======== Supplied entries ========

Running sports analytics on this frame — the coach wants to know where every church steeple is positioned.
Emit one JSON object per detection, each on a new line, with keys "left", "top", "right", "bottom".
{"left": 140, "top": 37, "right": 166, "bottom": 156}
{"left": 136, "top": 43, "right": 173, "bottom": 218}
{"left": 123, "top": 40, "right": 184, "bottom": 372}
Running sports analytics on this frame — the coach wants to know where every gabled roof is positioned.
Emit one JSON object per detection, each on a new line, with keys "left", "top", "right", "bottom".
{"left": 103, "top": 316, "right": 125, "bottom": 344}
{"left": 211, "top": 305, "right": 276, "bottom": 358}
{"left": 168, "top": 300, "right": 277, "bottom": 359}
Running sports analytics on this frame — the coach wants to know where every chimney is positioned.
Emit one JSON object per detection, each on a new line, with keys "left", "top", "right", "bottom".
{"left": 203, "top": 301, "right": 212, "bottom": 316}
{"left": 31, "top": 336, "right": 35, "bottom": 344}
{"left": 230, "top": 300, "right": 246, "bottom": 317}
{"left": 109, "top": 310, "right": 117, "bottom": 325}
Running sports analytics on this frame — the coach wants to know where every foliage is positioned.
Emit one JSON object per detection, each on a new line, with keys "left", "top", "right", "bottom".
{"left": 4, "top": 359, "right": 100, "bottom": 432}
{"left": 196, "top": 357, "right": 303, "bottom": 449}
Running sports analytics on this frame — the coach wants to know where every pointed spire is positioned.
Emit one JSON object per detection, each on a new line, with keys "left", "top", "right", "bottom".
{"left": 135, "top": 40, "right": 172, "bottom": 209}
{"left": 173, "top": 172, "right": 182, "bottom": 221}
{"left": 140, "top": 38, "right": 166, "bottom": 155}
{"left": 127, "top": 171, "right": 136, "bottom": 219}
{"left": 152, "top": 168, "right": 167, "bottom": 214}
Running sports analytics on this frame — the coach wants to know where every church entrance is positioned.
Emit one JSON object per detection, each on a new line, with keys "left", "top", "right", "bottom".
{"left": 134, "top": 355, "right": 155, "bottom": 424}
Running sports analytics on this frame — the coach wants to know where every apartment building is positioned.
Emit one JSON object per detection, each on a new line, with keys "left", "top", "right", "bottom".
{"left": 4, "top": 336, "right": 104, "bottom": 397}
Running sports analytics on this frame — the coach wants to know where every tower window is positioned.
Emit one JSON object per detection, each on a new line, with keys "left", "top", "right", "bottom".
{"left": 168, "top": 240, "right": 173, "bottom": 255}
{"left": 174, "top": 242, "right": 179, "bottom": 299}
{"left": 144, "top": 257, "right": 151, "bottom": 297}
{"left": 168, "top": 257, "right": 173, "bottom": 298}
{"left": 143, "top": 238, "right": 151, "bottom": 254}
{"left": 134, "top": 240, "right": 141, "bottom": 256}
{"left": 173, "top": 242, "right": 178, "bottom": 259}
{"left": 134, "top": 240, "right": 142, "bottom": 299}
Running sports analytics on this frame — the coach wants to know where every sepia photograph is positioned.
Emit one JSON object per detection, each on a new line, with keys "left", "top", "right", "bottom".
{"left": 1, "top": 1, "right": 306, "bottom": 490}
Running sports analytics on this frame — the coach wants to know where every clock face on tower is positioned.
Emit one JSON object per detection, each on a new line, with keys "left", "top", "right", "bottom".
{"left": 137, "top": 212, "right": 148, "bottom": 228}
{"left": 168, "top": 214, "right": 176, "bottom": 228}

========

Starting with the first line of the entries, transcribe every line up to and including the one with "chimney is positioned.".

Running sports analytics on this frame — the coach wants to know where every church steeple is positioned.
Emit one JSON object per detection, each on a new line, with keys "left", "top", "right", "bottom".
{"left": 140, "top": 37, "right": 166, "bottom": 156}
{"left": 136, "top": 43, "right": 173, "bottom": 218}
{"left": 123, "top": 40, "right": 184, "bottom": 372}
Running sports analytics on this frame — the coach wants to know where every gabled roof is positioned.
Emit one JSON object per detection, each on a new line, with keys "left", "top", "right", "bottom".
{"left": 103, "top": 316, "right": 125, "bottom": 344}
{"left": 211, "top": 305, "right": 276, "bottom": 358}
{"left": 168, "top": 300, "right": 277, "bottom": 359}
Running sports analytics on this frame — the coach wants to know where every chimney is positioned.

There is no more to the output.